__GOAL__
Pick out each line of the records below that contains the word "american", and copy those lines unchanged. Matching is case-sensitive.

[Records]

++++++++

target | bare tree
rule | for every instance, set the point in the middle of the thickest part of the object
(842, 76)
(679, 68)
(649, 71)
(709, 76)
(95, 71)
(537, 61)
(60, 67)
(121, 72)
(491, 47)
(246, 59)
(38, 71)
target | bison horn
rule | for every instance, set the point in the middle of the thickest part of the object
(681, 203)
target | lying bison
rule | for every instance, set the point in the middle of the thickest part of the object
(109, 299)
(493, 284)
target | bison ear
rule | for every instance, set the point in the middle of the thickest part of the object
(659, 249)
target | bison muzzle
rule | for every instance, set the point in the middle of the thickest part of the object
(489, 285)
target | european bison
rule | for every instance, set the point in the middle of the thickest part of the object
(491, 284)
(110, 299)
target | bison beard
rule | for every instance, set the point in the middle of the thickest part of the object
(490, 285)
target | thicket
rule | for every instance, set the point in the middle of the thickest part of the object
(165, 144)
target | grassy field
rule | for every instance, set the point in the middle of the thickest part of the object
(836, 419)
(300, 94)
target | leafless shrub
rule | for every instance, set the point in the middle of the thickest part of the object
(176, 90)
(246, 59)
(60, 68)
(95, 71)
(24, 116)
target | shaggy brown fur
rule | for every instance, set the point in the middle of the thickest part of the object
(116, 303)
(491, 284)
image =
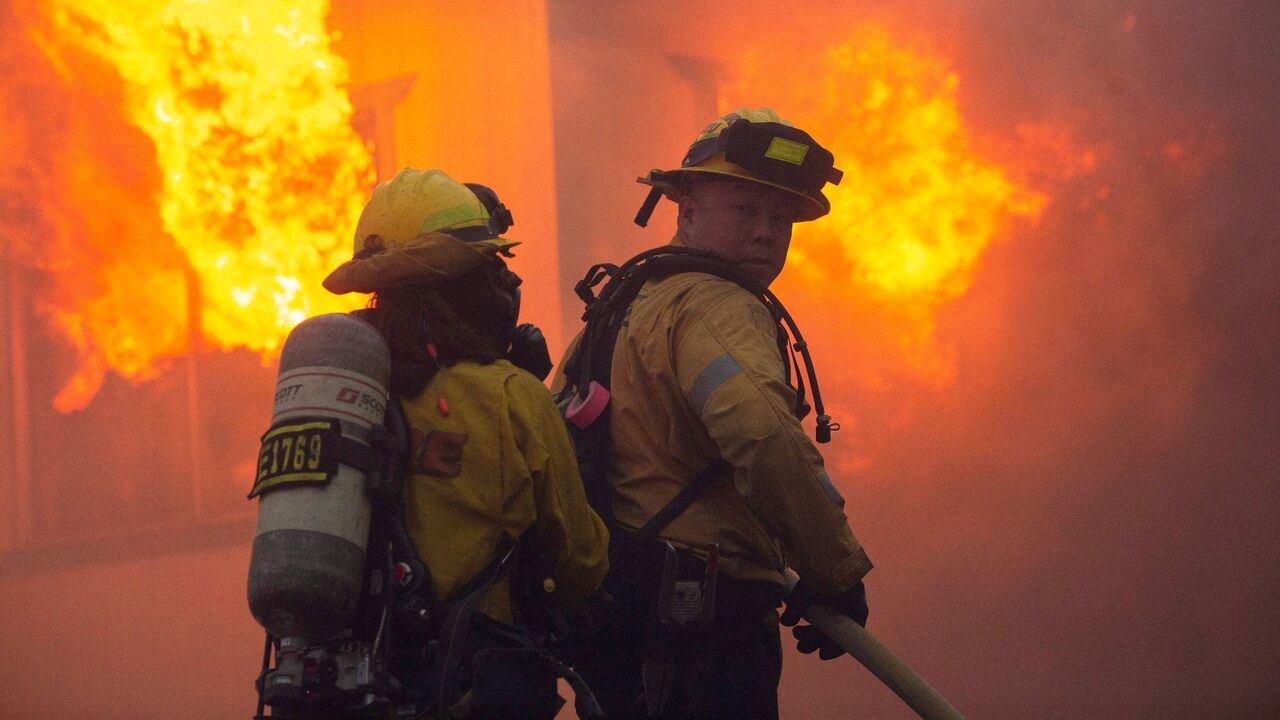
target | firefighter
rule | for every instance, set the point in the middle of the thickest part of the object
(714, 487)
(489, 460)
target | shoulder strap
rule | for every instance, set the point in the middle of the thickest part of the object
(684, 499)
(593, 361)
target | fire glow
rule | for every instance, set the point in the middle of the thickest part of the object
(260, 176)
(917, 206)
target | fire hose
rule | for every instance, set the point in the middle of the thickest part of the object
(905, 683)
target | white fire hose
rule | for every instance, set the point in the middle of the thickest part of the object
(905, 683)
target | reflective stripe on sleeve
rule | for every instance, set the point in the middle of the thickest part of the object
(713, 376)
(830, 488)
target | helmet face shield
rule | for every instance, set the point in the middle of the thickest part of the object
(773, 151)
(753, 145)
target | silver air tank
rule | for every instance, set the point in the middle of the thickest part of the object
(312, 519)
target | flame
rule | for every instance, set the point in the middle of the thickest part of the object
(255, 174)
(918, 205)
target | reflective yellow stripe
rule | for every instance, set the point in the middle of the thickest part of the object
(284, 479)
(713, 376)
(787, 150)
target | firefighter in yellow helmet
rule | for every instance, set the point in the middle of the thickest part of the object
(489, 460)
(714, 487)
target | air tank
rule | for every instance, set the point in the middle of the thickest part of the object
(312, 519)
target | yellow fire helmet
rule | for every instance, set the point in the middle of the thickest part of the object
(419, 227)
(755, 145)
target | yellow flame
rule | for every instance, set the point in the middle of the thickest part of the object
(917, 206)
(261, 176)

++++++++

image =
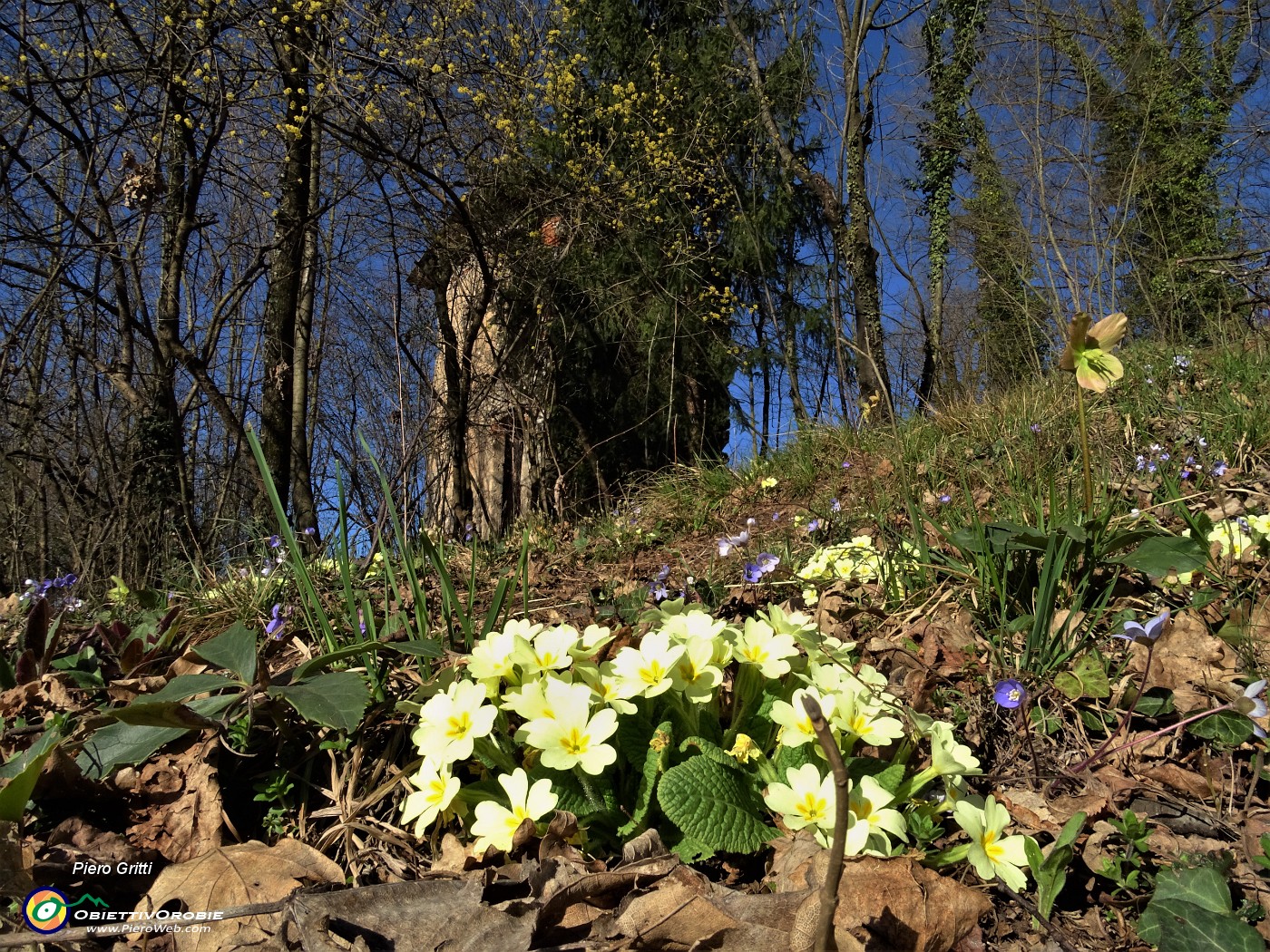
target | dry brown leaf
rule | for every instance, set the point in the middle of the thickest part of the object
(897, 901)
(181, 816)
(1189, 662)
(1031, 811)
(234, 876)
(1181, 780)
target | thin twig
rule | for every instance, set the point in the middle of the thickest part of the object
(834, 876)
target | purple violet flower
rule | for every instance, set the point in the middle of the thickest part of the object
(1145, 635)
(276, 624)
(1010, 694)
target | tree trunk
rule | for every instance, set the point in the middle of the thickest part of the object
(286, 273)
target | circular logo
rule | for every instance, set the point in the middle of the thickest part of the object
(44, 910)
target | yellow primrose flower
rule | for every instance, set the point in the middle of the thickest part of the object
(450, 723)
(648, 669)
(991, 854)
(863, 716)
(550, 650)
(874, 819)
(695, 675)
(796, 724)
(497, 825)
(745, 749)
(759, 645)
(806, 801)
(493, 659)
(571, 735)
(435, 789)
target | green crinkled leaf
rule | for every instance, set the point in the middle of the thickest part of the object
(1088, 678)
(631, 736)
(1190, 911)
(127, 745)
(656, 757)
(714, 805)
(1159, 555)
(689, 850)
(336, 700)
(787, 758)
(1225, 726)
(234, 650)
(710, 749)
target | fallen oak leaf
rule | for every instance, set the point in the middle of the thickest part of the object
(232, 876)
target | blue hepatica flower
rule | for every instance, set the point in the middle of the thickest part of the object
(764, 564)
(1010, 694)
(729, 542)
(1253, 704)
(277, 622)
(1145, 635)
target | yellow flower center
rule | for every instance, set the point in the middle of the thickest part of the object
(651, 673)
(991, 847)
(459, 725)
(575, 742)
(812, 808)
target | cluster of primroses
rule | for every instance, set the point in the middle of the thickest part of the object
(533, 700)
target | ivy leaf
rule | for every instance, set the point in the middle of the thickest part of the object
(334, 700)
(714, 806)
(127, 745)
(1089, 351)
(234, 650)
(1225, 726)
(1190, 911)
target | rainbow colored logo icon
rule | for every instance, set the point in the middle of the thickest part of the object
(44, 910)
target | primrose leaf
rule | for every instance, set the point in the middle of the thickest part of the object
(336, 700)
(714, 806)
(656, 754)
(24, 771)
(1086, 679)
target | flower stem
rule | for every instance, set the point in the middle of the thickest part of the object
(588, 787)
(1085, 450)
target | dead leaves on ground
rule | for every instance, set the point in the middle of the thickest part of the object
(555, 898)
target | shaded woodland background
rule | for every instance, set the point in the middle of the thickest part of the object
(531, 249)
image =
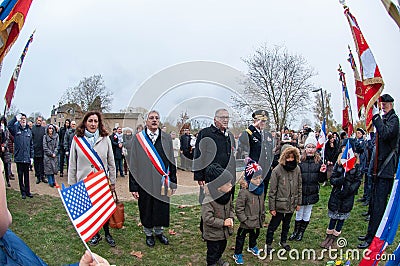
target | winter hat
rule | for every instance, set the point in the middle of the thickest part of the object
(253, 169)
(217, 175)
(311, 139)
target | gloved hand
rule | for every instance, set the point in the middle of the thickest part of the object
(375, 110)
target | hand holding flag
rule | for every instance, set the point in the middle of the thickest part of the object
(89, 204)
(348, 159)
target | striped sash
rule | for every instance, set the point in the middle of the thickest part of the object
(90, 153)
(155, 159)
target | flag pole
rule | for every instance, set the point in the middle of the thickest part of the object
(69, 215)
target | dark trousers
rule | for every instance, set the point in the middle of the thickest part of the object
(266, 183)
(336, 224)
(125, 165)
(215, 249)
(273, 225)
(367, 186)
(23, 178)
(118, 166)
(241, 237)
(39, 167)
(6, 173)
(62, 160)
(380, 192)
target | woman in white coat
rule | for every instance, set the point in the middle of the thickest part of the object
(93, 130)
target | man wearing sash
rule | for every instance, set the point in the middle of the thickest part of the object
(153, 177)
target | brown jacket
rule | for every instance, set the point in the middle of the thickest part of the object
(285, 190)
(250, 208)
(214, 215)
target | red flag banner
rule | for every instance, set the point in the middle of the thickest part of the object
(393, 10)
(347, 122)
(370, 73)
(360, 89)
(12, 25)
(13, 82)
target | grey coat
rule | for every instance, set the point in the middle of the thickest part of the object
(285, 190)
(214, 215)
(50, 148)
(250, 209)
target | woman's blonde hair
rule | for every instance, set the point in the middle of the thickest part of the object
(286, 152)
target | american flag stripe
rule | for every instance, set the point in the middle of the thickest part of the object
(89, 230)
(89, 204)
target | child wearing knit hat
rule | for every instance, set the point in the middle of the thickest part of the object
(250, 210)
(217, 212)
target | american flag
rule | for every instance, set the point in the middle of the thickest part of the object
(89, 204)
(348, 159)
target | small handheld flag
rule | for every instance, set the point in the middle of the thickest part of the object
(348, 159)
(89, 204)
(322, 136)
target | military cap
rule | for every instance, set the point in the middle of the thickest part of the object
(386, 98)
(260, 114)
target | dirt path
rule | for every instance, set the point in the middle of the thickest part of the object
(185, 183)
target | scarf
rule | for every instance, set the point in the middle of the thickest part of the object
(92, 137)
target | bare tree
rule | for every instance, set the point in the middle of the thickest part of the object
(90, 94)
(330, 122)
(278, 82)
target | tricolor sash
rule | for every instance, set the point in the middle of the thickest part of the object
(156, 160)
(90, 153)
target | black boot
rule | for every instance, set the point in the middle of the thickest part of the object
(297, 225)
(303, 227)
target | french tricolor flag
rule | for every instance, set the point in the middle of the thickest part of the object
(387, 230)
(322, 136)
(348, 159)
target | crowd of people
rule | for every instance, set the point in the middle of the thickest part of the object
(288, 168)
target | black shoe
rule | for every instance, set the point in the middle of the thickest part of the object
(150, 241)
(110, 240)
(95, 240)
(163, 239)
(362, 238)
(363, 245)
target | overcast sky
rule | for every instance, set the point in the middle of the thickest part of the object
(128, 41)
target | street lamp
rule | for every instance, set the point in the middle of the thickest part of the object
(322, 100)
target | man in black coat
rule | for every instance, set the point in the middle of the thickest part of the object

++++++++

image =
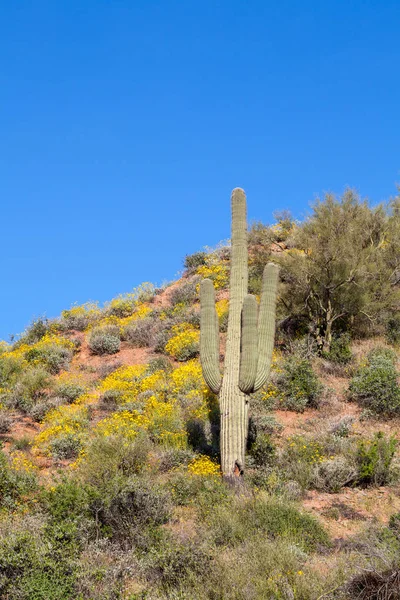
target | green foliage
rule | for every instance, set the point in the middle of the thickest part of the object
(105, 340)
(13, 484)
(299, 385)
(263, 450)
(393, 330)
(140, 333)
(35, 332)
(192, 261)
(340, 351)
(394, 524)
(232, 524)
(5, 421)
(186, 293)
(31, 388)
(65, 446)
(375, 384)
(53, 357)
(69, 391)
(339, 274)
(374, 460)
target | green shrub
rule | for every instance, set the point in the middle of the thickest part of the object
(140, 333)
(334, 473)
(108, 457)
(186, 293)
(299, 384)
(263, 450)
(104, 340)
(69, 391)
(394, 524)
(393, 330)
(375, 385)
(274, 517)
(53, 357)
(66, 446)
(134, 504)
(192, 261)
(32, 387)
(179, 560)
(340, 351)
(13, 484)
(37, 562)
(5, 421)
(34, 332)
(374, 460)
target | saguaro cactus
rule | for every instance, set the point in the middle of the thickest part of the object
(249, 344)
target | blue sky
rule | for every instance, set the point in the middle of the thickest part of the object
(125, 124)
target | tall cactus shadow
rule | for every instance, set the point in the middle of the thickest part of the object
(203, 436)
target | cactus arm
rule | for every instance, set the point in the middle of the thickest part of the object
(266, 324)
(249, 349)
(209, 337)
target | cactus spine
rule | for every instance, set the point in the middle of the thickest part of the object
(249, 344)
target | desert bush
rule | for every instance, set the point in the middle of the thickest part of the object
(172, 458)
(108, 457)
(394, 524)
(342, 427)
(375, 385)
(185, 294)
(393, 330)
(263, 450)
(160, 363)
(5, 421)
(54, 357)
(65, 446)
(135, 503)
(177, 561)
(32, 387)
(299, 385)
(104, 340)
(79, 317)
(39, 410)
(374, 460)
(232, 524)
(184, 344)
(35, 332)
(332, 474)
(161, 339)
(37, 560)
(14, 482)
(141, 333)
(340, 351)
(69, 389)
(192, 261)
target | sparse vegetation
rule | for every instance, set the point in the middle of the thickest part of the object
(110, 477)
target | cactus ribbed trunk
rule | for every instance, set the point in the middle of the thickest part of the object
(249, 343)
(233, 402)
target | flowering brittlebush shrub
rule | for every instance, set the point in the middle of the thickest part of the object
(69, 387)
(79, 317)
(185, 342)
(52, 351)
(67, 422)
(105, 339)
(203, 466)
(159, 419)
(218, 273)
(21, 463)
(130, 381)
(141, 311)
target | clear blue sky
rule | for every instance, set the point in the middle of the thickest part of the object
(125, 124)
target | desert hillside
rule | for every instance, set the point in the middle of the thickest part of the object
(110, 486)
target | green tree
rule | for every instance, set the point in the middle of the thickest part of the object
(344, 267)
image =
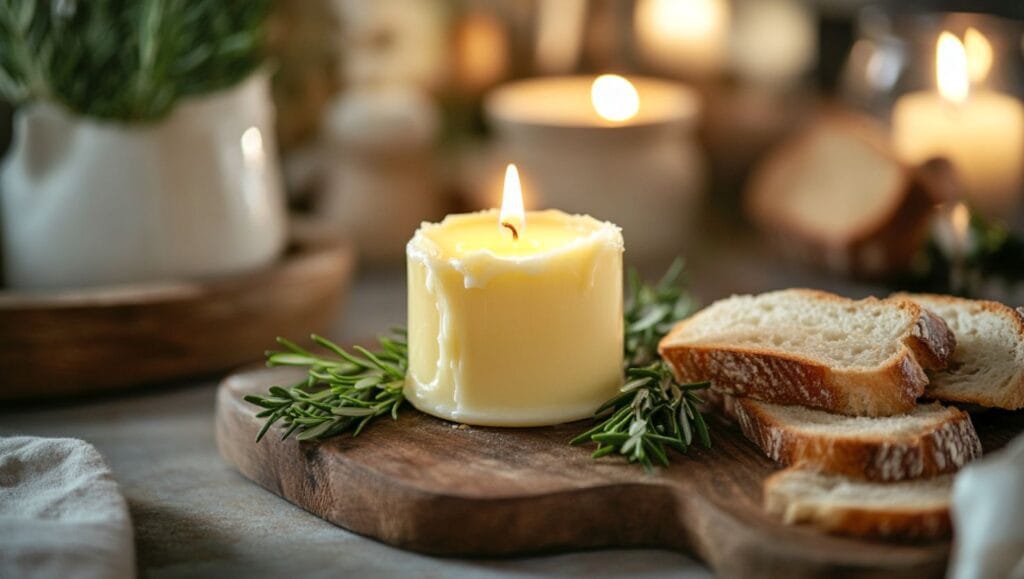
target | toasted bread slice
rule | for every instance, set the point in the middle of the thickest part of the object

++++++++

__COMPLETED TASK__
target | american flag stripe
target | american flag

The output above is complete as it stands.